— Start —

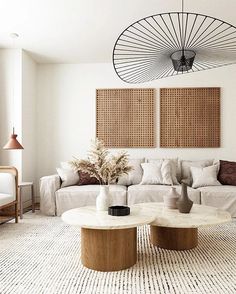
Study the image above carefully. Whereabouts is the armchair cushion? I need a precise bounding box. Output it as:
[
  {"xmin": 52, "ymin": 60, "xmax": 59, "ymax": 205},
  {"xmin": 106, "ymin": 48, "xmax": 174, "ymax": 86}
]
[
  {"xmin": 0, "ymin": 193, "xmax": 16, "ymax": 206},
  {"xmin": 0, "ymin": 173, "xmax": 16, "ymax": 198}
]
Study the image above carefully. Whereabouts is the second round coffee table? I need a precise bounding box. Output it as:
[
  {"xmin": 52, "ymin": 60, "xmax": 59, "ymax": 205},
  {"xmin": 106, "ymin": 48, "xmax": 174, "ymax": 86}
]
[
  {"xmin": 134, "ymin": 202, "xmax": 231, "ymax": 250},
  {"xmin": 62, "ymin": 206, "xmax": 155, "ymax": 271}
]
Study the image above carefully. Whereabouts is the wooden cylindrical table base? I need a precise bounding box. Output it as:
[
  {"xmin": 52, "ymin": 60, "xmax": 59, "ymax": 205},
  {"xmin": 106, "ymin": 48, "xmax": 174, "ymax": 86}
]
[
  {"xmin": 81, "ymin": 228, "xmax": 137, "ymax": 271},
  {"xmin": 150, "ymin": 226, "xmax": 198, "ymax": 250}
]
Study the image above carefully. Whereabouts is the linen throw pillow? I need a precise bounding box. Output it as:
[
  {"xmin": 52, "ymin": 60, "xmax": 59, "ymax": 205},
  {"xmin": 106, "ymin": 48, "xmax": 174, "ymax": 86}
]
[
  {"xmin": 56, "ymin": 168, "xmax": 79, "ymax": 188},
  {"xmin": 140, "ymin": 162, "xmax": 163, "ymax": 185},
  {"xmin": 77, "ymin": 171, "xmax": 99, "ymax": 186},
  {"xmin": 218, "ymin": 160, "xmax": 236, "ymax": 186},
  {"xmin": 190, "ymin": 165, "xmax": 221, "ymax": 188},
  {"xmin": 140, "ymin": 160, "xmax": 173, "ymax": 185},
  {"xmin": 118, "ymin": 158, "xmax": 145, "ymax": 186},
  {"xmin": 181, "ymin": 159, "xmax": 213, "ymax": 186},
  {"xmin": 147, "ymin": 158, "xmax": 181, "ymax": 185}
]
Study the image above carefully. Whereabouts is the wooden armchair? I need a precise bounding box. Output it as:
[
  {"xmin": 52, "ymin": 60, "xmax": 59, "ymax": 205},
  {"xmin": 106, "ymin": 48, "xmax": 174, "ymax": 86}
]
[{"xmin": 0, "ymin": 166, "xmax": 18, "ymax": 223}]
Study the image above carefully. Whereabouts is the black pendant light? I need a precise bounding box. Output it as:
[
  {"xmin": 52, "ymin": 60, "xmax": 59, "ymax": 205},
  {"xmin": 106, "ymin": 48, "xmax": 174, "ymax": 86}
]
[{"xmin": 113, "ymin": 0, "xmax": 236, "ymax": 83}]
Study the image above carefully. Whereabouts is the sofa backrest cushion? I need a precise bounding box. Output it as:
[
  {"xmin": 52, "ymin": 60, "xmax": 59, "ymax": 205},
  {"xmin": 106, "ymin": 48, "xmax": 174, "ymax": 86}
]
[
  {"xmin": 147, "ymin": 158, "xmax": 181, "ymax": 185},
  {"xmin": 118, "ymin": 158, "xmax": 145, "ymax": 186},
  {"xmin": 181, "ymin": 159, "xmax": 213, "ymax": 186},
  {"xmin": 190, "ymin": 165, "xmax": 221, "ymax": 188},
  {"xmin": 218, "ymin": 160, "xmax": 236, "ymax": 186},
  {"xmin": 56, "ymin": 168, "xmax": 79, "ymax": 188}
]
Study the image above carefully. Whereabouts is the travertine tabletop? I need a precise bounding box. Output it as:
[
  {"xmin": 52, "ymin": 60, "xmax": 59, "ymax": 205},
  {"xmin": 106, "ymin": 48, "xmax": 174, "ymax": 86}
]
[
  {"xmin": 62, "ymin": 206, "xmax": 155, "ymax": 230},
  {"xmin": 134, "ymin": 202, "xmax": 231, "ymax": 228}
]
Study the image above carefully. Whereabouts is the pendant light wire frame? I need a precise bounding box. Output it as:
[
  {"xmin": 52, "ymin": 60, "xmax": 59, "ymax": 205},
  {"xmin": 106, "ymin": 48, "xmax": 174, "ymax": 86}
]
[{"xmin": 112, "ymin": 10, "xmax": 236, "ymax": 84}]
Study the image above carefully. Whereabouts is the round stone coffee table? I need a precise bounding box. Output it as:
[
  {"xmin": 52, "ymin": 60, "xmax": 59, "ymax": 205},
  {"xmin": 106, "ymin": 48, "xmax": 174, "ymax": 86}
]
[
  {"xmin": 134, "ymin": 202, "xmax": 231, "ymax": 250},
  {"xmin": 62, "ymin": 206, "xmax": 155, "ymax": 271}
]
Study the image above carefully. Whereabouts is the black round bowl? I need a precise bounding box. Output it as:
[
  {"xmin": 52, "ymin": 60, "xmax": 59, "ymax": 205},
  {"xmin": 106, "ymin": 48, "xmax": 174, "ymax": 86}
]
[{"xmin": 108, "ymin": 205, "xmax": 130, "ymax": 216}]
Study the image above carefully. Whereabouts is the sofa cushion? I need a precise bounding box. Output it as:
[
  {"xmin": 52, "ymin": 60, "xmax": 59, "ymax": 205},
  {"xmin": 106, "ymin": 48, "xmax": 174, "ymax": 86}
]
[
  {"xmin": 78, "ymin": 171, "xmax": 99, "ymax": 186},
  {"xmin": 197, "ymin": 185, "xmax": 236, "ymax": 217},
  {"xmin": 0, "ymin": 193, "xmax": 16, "ymax": 206},
  {"xmin": 140, "ymin": 162, "xmax": 163, "ymax": 185},
  {"xmin": 190, "ymin": 165, "xmax": 221, "ymax": 188},
  {"xmin": 147, "ymin": 158, "xmax": 181, "ymax": 185},
  {"xmin": 55, "ymin": 185, "xmax": 127, "ymax": 216},
  {"xmin": 181, "ymin": 159, "xmax": 213, "ymax": 186},
  {"xmin": 127, "ymin": 185, "xmax": 200, "ymax": 205},
  {"xmin": 56, "ymin": 168, "xmax": 79, "ymax": 187},
  {"xmin": 118, "ymin": 158, "xmax": 145, "ymax": 186},
  {"xmin": 218, "ymin": 160, "xmax": 236, "ymax": 186}
]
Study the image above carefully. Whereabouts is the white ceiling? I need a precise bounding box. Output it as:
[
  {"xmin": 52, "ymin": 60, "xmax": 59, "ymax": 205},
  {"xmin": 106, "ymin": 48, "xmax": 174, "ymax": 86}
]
[{"xmin": 0, "ymin": 0, "xmax": 236, "ymax": 63}]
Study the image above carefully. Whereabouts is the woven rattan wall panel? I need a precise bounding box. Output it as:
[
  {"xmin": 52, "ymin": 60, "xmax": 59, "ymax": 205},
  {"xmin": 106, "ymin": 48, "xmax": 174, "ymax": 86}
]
[
  {"xmin": 160, "ymin": 88, "xmax": 220, "ymax": 148},
  {"xmin": 96, "ymin": 89, "xmax": 155, "ymax": 148}
]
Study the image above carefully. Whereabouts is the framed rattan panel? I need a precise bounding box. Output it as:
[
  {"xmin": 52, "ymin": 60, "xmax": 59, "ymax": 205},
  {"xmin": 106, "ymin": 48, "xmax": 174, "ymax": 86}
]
[
  {"xmin": 96, "ymin": 89, "xmax": 155, "ymax": 148},
  {"xmin": 160, "ymin": 88, "xmax": 220, "ymax": 148}
]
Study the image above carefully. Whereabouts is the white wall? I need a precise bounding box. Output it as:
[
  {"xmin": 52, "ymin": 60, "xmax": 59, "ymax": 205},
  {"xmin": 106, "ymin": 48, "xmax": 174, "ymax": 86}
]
[
  {"xmin": 22, "ymin": 51, "xmax": 38, "ymax": 207},
  {"xmin": 36, "ymin": 64, "xmax": 236, "ymax": 177},
  {"xmin": 0, "ymin": 49, "xmax": 22, "ymax": 177},
  {"xmin": 0, "ymin": 49, "xmax": 37, "ymax": 206}
]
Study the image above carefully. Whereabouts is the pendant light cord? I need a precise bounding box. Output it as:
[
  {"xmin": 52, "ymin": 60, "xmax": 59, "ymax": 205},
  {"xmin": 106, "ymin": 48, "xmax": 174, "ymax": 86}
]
[{"xmin": 181, "ymin": 0, "xmax": 184, "ymax": 56}]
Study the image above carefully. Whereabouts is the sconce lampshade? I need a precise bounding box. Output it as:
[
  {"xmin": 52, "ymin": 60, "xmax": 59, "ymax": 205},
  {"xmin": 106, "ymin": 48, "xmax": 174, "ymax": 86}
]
[{"xmin": 3, "ymin": 128, "xmax": 24, "ymax": 150}]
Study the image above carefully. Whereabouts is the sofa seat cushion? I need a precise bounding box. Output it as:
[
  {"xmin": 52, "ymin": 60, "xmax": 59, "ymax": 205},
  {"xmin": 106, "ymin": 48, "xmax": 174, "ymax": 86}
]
[
  {"xmin": 128, "ymin": 185, "xmax": 200, "ymax": 205},
  {"xmin": 0, "ymin": 193, "xmax": 15, "ymax": 206},
  {"xmin": 197, "ymin": 185, "xmax": 236, "ymax": 217},
  {"xmin": 55, "ymin": 185, "xmax": 127, "ymax": 216}
]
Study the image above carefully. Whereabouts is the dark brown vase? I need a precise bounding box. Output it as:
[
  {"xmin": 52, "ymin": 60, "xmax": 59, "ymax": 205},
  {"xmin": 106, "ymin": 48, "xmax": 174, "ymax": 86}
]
[{"xmin": 176, "ymin": 182, "xmax": 193, "ymax": 213}]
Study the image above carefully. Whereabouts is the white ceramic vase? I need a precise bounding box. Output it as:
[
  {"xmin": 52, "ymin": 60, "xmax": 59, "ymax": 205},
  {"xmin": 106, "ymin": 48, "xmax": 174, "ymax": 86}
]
[
  {"xmin": 96, "ymin": 185, "xmax": 111, "ymax": 211},
  {"xmin": 163, "ymin": 187, "xmax": 180, "ymax": 209}
]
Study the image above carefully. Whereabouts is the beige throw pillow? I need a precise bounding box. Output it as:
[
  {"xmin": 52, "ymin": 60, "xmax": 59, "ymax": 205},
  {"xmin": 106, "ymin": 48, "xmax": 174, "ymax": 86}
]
[
  {"xmin": 181, "ymin": 159, "xmax": 213, "ymax": 186},
  {"xmin": 118, "ymin": 158, "xmax": 145, "ymax": 186},
  {"xmin": 140, "ymin": 160, "xmax": 173, "ymax": 185},
  {"xmin": 140, "ymin": 162, "xmax": 163, "ymax": 185},
  {"xmin": 190, "ymin": 165, "xmax": 221, "ymax": 188},
  {"xmin": 148, "ymin": 158, "xmax": 179, "ymax": 185},
  {"xmin": 57, "ymin": 168, "xmax": 79, "ymax": 188}
]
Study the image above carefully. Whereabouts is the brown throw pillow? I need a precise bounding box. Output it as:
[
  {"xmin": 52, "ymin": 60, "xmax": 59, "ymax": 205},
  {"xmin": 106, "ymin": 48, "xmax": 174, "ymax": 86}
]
[
  {"xmin": 218, "ymin": 160, "xmax": 236, "ymax": 186},
  {"xmin": 78, "ymin": 171, "xmax": 99, "ymax": 186}
]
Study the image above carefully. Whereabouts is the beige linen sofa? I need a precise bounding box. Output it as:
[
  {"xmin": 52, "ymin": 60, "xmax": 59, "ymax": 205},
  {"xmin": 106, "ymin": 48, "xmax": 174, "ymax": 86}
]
[{"xmin": 40, "ymin": 159, "xmax": 236, "ymax": 217}]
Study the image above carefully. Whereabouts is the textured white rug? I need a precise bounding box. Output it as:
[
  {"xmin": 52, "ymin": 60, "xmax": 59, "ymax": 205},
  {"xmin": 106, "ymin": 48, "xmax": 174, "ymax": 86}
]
[{"xmin": 0, "ymin": 213, "xmax": 236, "ymax": 294}]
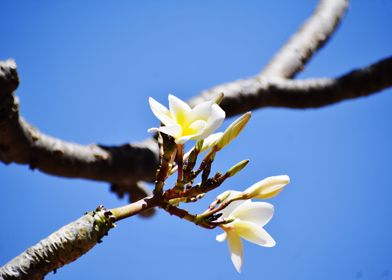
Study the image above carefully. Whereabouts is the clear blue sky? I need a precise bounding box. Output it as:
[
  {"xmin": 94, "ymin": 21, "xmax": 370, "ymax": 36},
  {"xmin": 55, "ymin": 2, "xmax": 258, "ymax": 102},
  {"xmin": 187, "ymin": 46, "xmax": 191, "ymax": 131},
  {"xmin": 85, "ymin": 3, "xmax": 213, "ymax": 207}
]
[{"xmin": 0, "ymin": 0, "xmax": 392, "ymax": 280}]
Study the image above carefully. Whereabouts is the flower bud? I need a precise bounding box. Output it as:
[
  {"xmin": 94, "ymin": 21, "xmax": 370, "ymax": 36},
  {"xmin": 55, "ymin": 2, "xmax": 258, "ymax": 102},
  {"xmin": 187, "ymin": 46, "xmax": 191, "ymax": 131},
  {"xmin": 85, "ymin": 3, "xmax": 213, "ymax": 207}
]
[
  {"xmin": 213, "ymin": 92, "xmax": 224, "ymax": 105},
  {"xmin": 243, "ymin": 175, "xmax": 290, "ymax": 199},
  {"xmin": 227, "ymin": 159, "xmax": 249, "ymax": 177},
  {"xmin": 216, "ymin": 191, "xmax": 231, "ymax": 203}
]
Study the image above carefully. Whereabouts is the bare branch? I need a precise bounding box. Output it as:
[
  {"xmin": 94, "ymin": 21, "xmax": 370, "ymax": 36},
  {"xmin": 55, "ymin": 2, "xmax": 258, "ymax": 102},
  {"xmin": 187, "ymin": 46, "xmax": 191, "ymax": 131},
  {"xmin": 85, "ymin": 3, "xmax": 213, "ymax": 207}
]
[
  {"xmin": 189, "ymin": 57, "xmax": 392, "ymax": 116},
  {"xmin": 0, "ymin": 207, "xmax": 114, "ymax": 280},
  {"xmin": 0, "ymin": 61, "xmax": 158, "ymax": 184},
  {"xmin": 261, "ymin": 0, "xmax": 348, "ymax": 78}
]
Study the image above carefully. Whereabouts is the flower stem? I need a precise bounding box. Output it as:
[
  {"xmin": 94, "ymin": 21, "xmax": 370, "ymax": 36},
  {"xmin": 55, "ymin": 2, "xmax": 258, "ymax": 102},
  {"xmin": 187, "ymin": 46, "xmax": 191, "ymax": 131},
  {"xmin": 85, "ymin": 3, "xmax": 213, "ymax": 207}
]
[
  {"xmin": 176, "ymin": 144, "xmax": 184, "ymax": 183},
  {"xmin": 108, "ymin": 196, "xmax": 159, "ymax": 222}
]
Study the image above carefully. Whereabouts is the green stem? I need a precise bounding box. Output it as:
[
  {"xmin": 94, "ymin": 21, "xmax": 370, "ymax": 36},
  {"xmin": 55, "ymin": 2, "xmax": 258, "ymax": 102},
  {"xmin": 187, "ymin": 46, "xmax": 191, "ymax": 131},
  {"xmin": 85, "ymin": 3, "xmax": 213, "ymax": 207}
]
[{"xmin": 109, "ymin": 196, "xmax": 158, "ymax": 221}]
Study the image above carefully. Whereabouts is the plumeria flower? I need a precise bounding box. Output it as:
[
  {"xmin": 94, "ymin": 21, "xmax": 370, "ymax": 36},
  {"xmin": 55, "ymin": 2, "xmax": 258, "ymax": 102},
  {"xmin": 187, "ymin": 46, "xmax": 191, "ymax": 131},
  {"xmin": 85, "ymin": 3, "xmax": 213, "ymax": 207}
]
[
  {"xmin": 242, "ymin": 175, "xmax": 290, "ymax": 199},
  {"xmin": 148, "ymin": 94, "xmax": 226, "ymax": 144},
  {"xmin": 216, "ymin": 191, "xmax": 275, "ymax": 272}
]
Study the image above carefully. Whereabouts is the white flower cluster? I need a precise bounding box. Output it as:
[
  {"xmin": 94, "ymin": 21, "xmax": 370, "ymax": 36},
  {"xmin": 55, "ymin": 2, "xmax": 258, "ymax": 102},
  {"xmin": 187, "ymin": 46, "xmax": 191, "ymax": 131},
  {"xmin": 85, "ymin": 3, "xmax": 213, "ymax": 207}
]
[{"xmin": 149, "ymin": 95, "xmax": 290, "ymax": 272}]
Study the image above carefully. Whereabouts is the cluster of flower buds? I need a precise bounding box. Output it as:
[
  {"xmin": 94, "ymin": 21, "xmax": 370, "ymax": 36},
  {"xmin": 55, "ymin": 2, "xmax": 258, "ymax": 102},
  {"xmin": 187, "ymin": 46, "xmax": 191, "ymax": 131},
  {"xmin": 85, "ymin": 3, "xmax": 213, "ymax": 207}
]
[{"xmin": 149, "ymin": 94, "xmax": 290, "ymax": 271}]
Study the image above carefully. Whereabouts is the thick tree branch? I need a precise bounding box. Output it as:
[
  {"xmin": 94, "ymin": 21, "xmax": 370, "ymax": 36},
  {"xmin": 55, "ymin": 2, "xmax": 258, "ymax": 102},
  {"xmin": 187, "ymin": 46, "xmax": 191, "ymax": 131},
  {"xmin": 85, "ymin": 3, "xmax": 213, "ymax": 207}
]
[
  {"xmin": 0, "ymin": 57, "xmax": 392, "ymax": 188},
  {"xmin": 0, "ymin": 61, "xmax": 158, "ymax": 184},
  {"xmin": 261, "ymin": 0, "xmax": 348, "ymax": 78},
  {"xmin": 0, "ymin": 207, "xmax": 114, "ymax": 280},
  {"xmin": 189, "ymin": 57, "xmax": 392, "ymax": 116}
]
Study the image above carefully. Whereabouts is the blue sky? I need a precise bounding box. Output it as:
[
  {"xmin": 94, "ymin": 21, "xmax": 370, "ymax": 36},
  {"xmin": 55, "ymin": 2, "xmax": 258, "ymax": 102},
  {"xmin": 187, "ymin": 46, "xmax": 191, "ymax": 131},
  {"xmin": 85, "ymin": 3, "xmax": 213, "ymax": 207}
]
[{"xmin": 0, "ymin": 0, "xmax": 392, "ymax": 280}]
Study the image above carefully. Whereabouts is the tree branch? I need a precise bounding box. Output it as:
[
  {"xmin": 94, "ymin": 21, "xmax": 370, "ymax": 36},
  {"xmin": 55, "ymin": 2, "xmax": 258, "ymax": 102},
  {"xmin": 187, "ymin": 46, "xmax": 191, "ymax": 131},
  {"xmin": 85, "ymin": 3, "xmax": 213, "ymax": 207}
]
[
  {"xmin": 0, "ymin": 207, "xmax": 114, "ymax": 280},
  {"xmin": 0, "ymin": 60, "xmax": 158, "ymax": 184},
  {"xmin": 261, "ymin": 0, "xmax": 348, "ymax": 78},
  {"xmin": 189, "ymin": 57, "xmax": 392, "ymax": 116}
]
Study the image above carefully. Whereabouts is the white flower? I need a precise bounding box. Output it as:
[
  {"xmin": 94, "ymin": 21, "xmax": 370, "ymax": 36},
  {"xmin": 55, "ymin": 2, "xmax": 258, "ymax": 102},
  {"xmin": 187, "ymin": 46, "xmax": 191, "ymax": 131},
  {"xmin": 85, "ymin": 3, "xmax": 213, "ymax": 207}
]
[
  {"xmin": 148, "ymin": 95, "xmax": 225, "ymax": 144},
  {"xmin": 242, "ymin": 175, "xmax": 290, "ymax": 199},
  {"xmin": 216, "ymin": 194, "xmax": 275, "ymax": 272}
]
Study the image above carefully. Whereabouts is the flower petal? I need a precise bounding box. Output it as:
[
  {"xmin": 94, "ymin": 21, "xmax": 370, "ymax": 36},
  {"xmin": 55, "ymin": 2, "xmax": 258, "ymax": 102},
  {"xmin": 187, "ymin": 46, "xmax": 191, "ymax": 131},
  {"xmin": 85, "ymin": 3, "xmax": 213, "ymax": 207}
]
[
  {"xmin": 200, "ymin": 104, "xmax": 226, "ymax": 138},
  {"xmin": 216, "ymin": 231, "xmax": 227, "ymax": 242},
  {"xmin": 148, "ymin": 97, "xmax": 174, "ymax": 125},
  {"xmin": 169, "ymin": 94, "xmax": 191, "ymax": 126},
  {"xmin": 230, "ymin": 220, "xmax": 276, "ymax": 247},
  {"xmin": 200, "ymin": 132, "xmax": 223, "ymax": 152},
  {"xmin": 188, "ymin": 101, "xmax": 214, "ymax": 122},
  {"xmin": 244, "ymin": 175, "xmax": 290, "ymax": 199},
  {"xmin": 227, "ymin": 231, "xmax": 242, "ymax": 272},
  {"xmin": 182, "ymin": 120, "xmax": 206, "ymax": 140},
  {"xmin": 231, "ymin": 202, "xmax": 274, "ymax": 227},
  {"xmin": 218, "ymin": 190, "xmax": 250, "ymax": 219},
  {"xmin": 155, "ymin": 124, "xmax": 181, "ymax": 138}
]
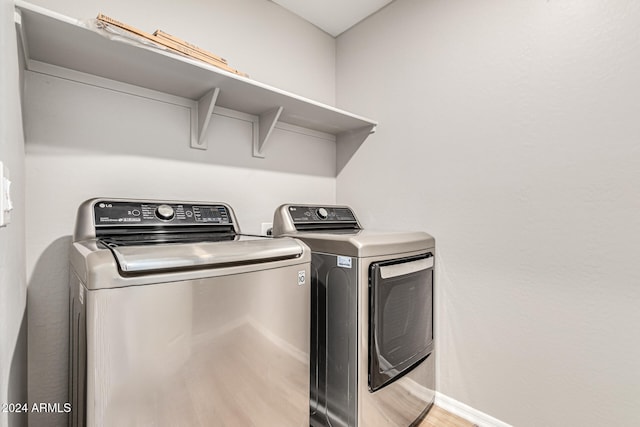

— End —

_Requirement_: Locate every line in the listing above that contains the word "wooden" and copy each of those lines. Case counts, so match uppercase and lowercase letters.

_Exercise solution_:
Study the image above carefully. Whereabouts is the wooden cylindrical table base? I need a precise bounding box. Output it as:
Study the image above carefully. Whereabouts is the wooden armchair? I need a precise bounding box. Output it as:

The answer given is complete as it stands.